» **WORK INSTRUCTIONS**:
Among the items below, reproduce verbatim every line from the one containing "Whereabouts is the" through the one containing "top-left (504, 164), bottom-right (720, 877)", with both of those lines included and nothing else.
▬▬▬▬▬▬
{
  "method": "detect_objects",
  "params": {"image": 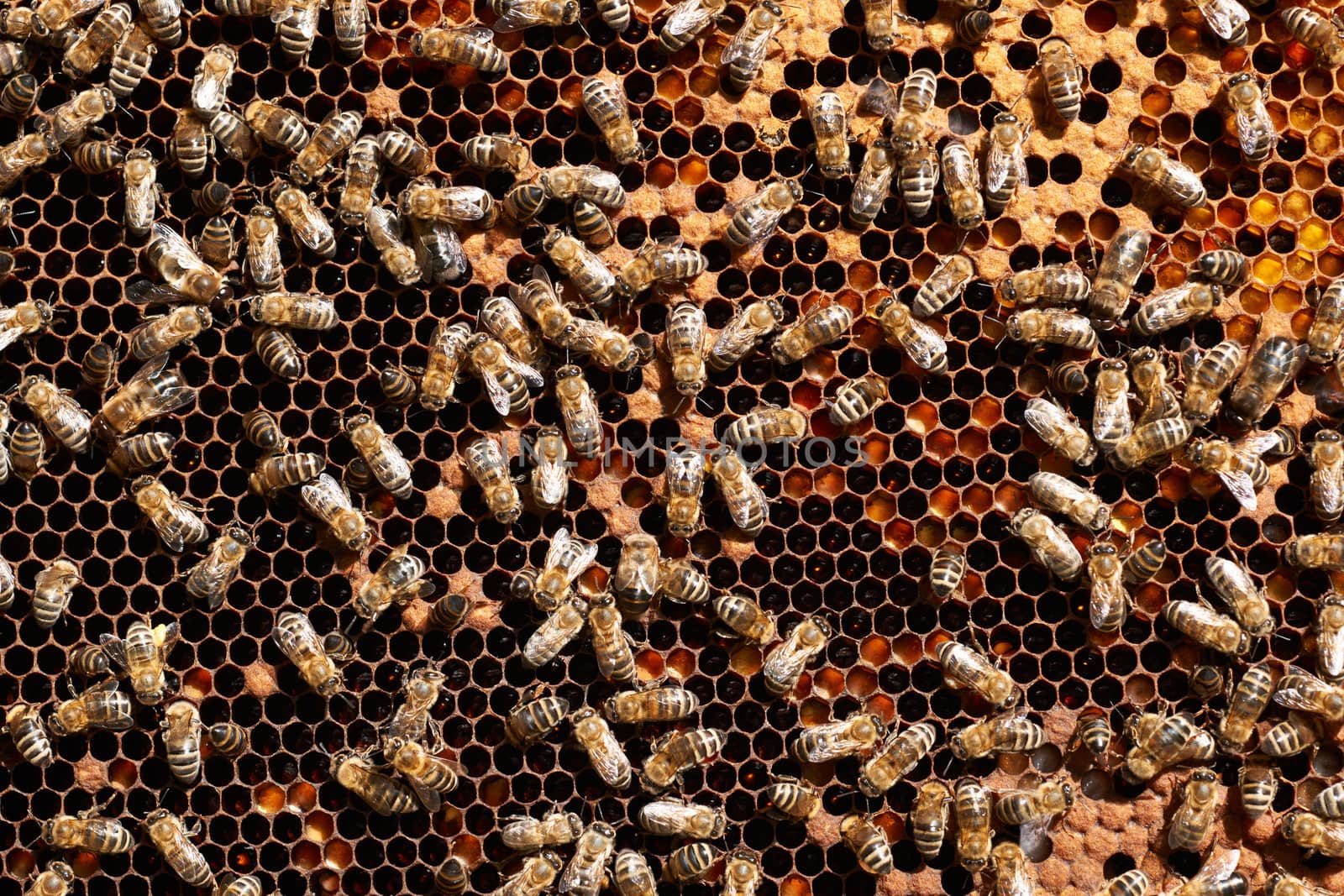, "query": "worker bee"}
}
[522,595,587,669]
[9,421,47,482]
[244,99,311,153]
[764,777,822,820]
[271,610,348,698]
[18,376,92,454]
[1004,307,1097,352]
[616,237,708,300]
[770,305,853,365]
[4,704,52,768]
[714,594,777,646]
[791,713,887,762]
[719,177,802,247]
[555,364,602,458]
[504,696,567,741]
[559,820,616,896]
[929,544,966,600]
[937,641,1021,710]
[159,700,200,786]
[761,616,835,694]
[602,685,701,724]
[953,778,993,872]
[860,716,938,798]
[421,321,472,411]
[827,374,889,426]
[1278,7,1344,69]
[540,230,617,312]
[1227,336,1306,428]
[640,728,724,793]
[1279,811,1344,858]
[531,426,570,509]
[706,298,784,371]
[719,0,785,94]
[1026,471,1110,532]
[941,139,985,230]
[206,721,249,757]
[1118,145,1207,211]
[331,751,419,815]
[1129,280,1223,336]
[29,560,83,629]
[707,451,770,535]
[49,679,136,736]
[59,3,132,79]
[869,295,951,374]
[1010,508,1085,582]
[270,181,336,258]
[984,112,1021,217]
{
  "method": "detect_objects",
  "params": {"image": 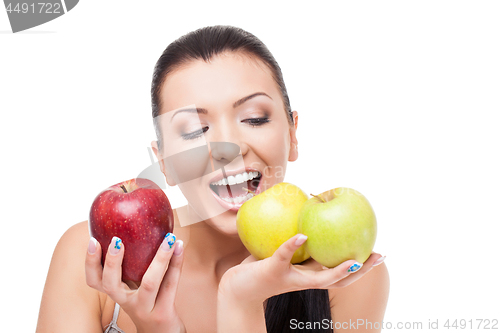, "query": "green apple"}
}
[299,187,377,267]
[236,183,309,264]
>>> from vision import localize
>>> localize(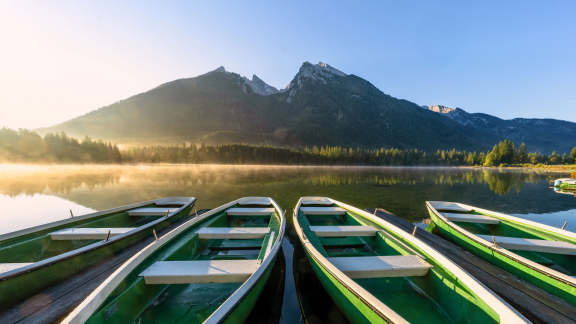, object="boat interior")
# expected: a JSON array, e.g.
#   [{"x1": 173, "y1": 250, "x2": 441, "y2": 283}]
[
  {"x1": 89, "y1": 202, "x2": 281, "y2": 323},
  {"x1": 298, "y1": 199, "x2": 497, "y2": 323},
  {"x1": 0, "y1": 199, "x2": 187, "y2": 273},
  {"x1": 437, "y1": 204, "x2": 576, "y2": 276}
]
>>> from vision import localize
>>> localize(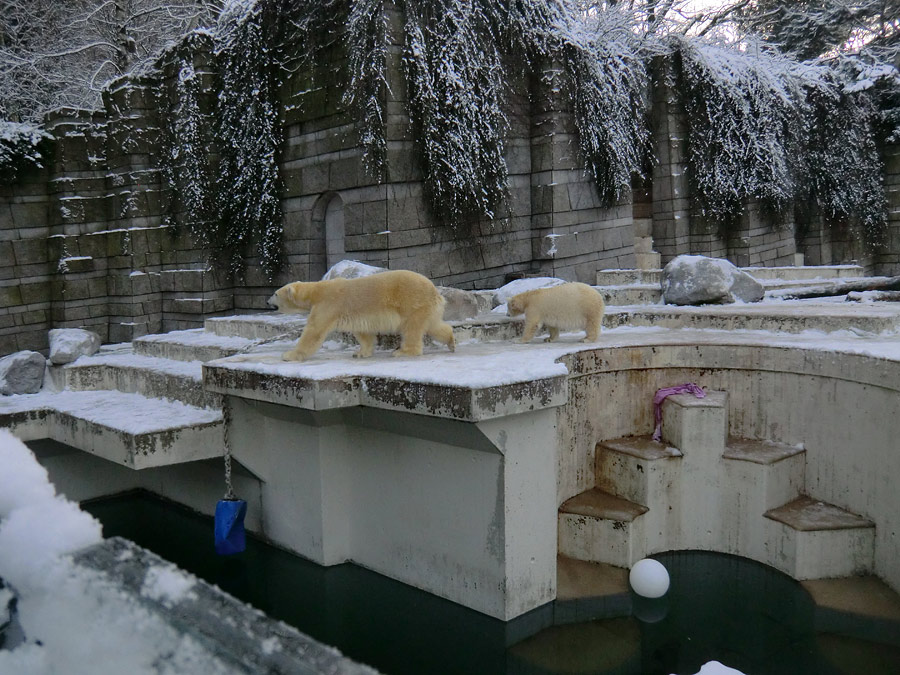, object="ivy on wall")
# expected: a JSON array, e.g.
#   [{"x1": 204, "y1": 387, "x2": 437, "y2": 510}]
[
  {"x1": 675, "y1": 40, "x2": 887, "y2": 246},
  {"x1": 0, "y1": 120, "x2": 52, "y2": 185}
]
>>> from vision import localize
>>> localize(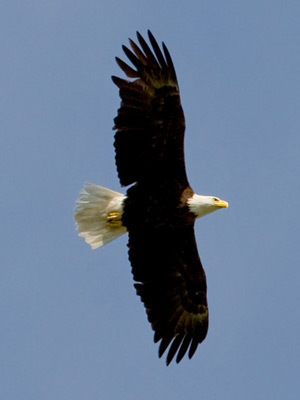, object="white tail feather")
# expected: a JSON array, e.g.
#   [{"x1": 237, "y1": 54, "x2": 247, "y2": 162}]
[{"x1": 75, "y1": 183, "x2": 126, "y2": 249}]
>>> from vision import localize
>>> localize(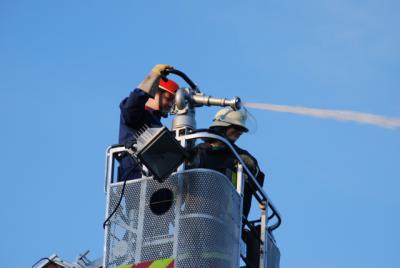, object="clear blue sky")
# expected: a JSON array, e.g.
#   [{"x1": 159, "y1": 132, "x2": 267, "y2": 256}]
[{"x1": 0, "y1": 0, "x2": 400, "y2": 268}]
▬▬▬▬▬▬
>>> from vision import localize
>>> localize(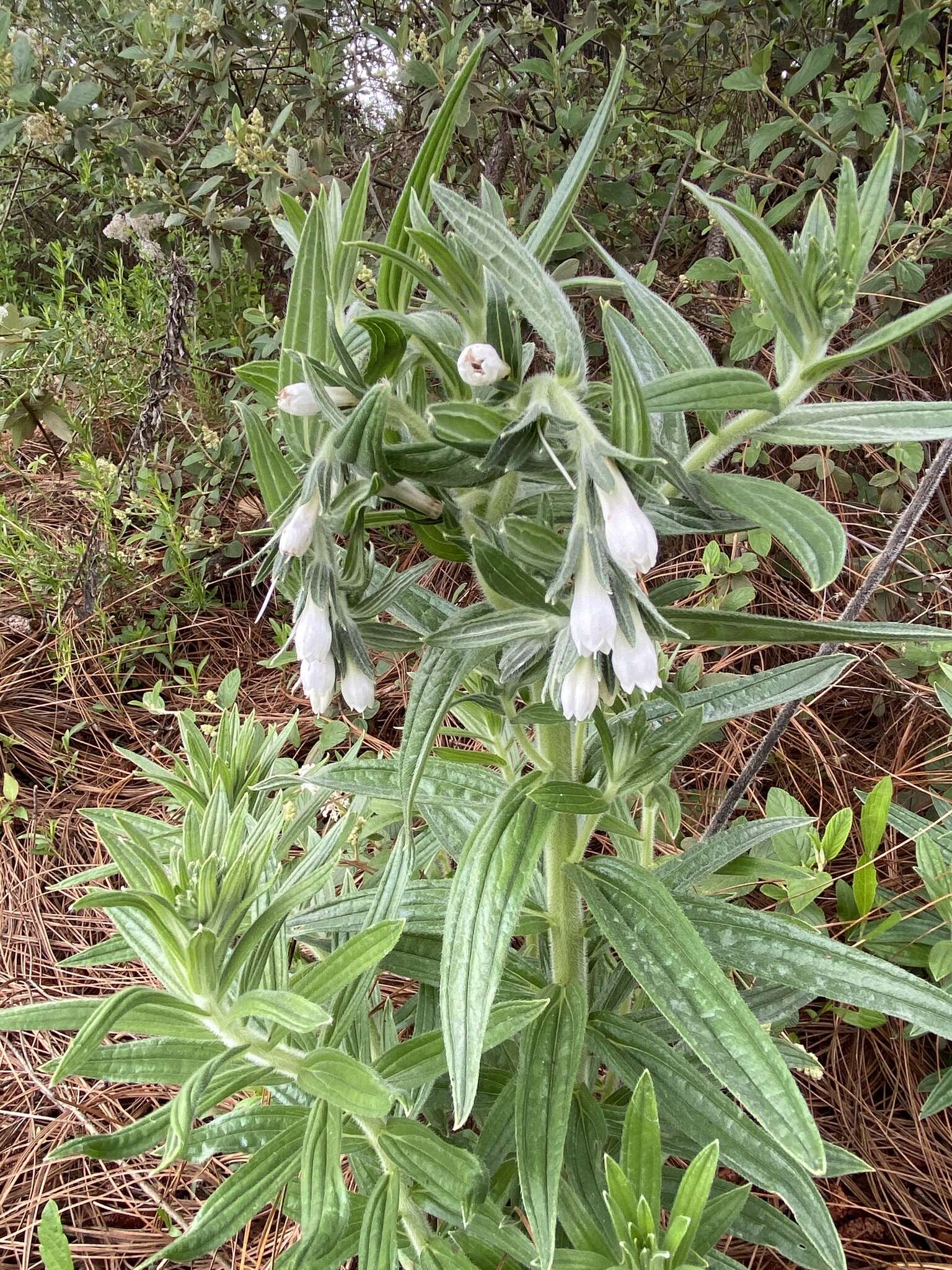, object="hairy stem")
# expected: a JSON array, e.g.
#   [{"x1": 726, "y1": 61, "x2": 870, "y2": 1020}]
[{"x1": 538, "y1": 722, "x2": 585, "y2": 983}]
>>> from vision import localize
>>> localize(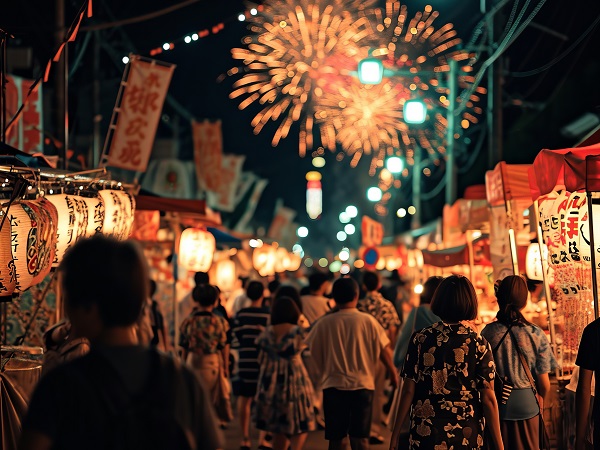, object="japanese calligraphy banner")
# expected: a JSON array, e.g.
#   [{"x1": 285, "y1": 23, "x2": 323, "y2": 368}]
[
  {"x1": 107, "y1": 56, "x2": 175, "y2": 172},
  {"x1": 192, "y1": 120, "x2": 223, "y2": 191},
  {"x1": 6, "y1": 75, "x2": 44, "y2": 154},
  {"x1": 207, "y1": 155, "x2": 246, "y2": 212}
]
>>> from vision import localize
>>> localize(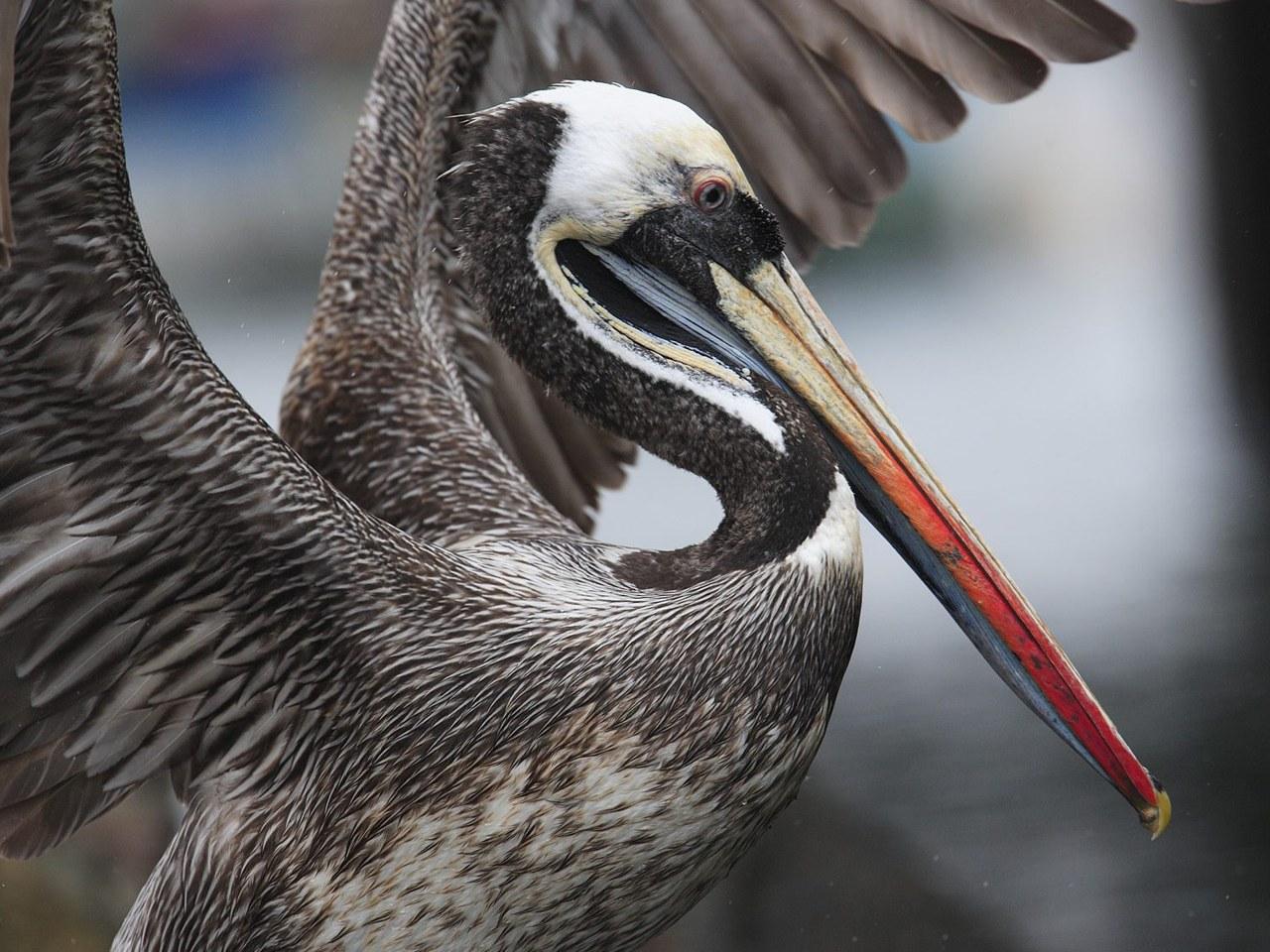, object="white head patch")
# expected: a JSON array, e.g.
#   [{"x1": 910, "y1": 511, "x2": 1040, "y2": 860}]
▬▬▬▬▬▬
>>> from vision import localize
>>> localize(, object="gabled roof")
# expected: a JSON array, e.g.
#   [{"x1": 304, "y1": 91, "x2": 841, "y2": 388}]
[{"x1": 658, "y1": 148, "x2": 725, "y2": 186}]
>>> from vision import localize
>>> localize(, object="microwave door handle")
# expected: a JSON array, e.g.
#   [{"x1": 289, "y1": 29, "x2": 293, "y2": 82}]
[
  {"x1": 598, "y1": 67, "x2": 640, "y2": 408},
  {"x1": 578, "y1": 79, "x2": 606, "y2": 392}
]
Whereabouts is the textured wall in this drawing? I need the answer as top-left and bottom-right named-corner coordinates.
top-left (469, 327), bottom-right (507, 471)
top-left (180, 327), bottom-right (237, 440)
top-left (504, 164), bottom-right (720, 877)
▬▬▬▬▬▬
» **TASK SOLUTION**:
Whereabouts is the textured wall in this drawing? I need the answer as top-left and bottom-right named-corner coordinates.
top-left (469, 327), bottom-right (507, 471)
top-left (180, 327), bottom-right (237, 440)
top-left (504, 164), bottom-right (720, 877)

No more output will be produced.